AIM OF THE EXERCISE:
Reproduce every line of the data below verbatim, changing nothing.

DATASET RECORDS:
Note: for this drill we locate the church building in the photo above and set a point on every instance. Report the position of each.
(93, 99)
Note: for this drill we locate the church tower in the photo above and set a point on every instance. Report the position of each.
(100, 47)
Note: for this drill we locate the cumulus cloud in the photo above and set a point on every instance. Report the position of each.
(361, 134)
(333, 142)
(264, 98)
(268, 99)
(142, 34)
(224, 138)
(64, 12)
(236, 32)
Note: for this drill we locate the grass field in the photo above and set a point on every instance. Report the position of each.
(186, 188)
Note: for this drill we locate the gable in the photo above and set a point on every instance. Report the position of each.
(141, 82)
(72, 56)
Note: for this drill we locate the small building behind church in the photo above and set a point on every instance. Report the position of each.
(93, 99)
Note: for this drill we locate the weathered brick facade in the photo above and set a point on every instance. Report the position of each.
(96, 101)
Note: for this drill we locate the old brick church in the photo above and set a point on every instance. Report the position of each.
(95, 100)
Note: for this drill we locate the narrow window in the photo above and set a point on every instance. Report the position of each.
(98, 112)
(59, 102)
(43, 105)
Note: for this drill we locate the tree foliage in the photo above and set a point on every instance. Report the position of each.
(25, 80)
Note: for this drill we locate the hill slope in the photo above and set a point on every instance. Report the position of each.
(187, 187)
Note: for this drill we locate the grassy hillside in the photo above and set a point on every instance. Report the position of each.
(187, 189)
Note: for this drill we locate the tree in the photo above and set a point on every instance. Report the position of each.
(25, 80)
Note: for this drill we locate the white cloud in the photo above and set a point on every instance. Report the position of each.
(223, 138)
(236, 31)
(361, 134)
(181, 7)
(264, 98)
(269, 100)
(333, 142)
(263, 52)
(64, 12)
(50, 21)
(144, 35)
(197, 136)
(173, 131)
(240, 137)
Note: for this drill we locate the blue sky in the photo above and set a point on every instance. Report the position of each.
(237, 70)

THE ANSWER:
Note: for this drill we locate the church building in the photo above and set a point on every instance. Report the position of each.
(93, 99)
Note: for this drill we locate the church tower in the photo above and set a point on every instance. Report the position of each.
(100, 47)
Note: for this drill we locate the cumulus cloud in the photo above and set a point on every instance. Report the position of each.
(361, 134)
(333, 142)
(264, 98)
(268, 99)
(142, 34)
(224, 138)
(64, 12)
(236, 32)
Note: for this drill we locate the grass field in the photo above and set a point on every instance. Report the position of each.
(186, 188)
Note: for this drill we locate the gable in the photo above and set a point on every instance. Report the position of each.
(141, 82)
(72, 56)
Note: for this drill we locate the small building behind church in the photo above and set a point on every instance. Report the position of each.
(93, 99)
Note: for this drill we locate the weathered brick facade in the photo above and set a point on every instance. Report the position of each.
(96, 101)
Note: for this drill we locate the old brick church in the photo above and set a point on every instance. Report the position of each.
(95, 100)
Note: for this drill we locate the narrow window in the photo above and set a point on every instance. Report the position of each.
(98, 112)
(59, 102)
(43, 105)
Note: for this drill we locate the tree foliage in the photo above and set a point on every instance. Report the position of each.
(25, 80)
Note: for this drill we locate the hill slope in the photo above and set a point on every instance. Report the position of each.
(187, 187)
Note: for this drill we locate the grassy hillside in the photo above and set a point on every instance. Report the position of each.
(187, 189)
Note: for this drill we locate the tree in the photo above and set a point on every instance. Report the position of each.
(25, 80)
Note: for this drill we locate the white cloud in the photo above and set a point on every instance. Report the position of each.
(223, 138)
(236, 31)
(361, 134)
(181, 7)
(264, 98)
(269, 100)
(333, 142)
(263, 52)
(64, 12)
(50, 21)
(144, 35)
(197, 136)
(173, 131)
(240, 137)
Note: for this drill we locate the blue sky in the photo above and set a point on every instance. Report the position of each.
(237, 70)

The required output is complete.